But God has not left us completely. He has come to us again, reopening the lines of communication. In the Old Testament God spoke his Word through the prophets and others. Then, in Jesus, God came to us and spoke to us in person. In the New Testament we have Jesus’ words and promises to read and hear and believe.
After describing our distance from God in Ephesians 2, Paul says we have now been brought near to God through Jesus. He is our peace and has made us one, reconciling us to God and destroying the barrier. He ended the hostility and made peace. Now, Paul says, we are no longer aliens and foreigners, but fellow citizens and even members of God’s household.
We have been separated from God by our sin. In Heaven we will be again with God in person. But for now we are in an ‘in-between time’ and there will be this mixture. Sometimes God will feel very close, and sometimes God will seem very far away. We know those feelings. That’s how it will be in this life—for us, for C.S. Lewis, and, for Jeremiah.
Jeremiah was who one who, like C. S. Lewis, also felt these extremes of God’s distance and closeness. He was one of God’s most important prophets, and God spoke to him often. One time Jeremiah said he was sick of being God’s spokesman and wanted to quit; but, he said, “God’s word burned inside my bones and I could not keep it in– I had to speak.” That’s how intensely Jeremiah could feel God’s presence— sometimes. But other times God seemed hostile and far away. Jeremiah once said he wished he had never been born, and shouted to God, “You are to me like a muddy stream.” At that time, nothing was clear to Jeremiah, and the God he served seemed absent.

[TASKS]
**A.** Name every person the passage about God's closeness and distance mentions by name, leaving out God.
**B.** In the passage about God's closeness and distance, what did Jeremiah shout that God was like to him?
**C.** Write a continuation of the passage about God's closeness and distance.

[DATA EXTRACT]
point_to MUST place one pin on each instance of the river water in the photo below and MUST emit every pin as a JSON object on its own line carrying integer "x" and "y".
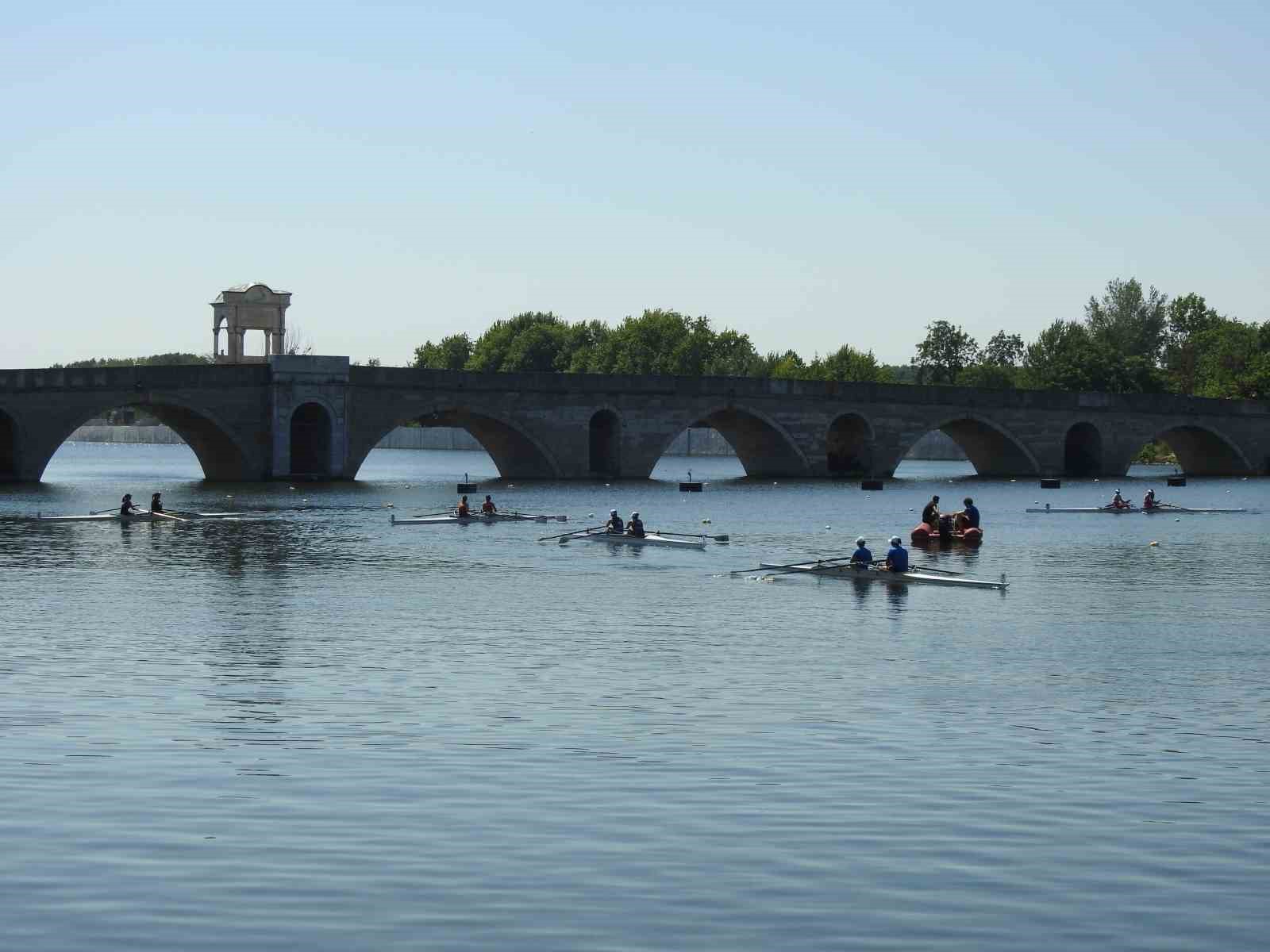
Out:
{"x": 314, "y": 730}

[THE RESULTS]
**A.** Jesus, Paul, C. S. Lewis, Jeremiah

**B.** A muddy stream.

**C.**
In one sense, God is absent. In our sin we say we want to do it our own way and ignore God. So God said to Adam and Eve, and he says to us, “Okay, I’ll get out of your way.” And God has removed his visible presence from this world.
We don’t see God, but we do hear from him. We have his Word, he has given us his promises, and at times we can feel his presence and care. By his grace, he has chosen to keep in touch, to offer again his gifts, to come to us in Jesus. And to all who will receive him and believe him, he grants eternal life in his eternal home.
But it’s not all clear yet. “We walk by faith, not by sight,” says the Bible. And is kept alive by keeping in touch, by worshiping, by prayer, by not saying no to God and ignoring him. Then faith can grow and God can seem closer.
Later on in A Grief Observed, Lewis describes how he again began to feel God’s care and presence:
I have gradually been coming to feel that the door is no longer shut and bolted. Was it my own frantic need that slammed it in my face? The time when there is nothing at all in your soul except a cry for help may be just the time when God can’t give it. You are like the drowning man who can’t be helped because he clutches and grabs. Perhaps your own reiterated cries deafen you to the voice you hoped to hear.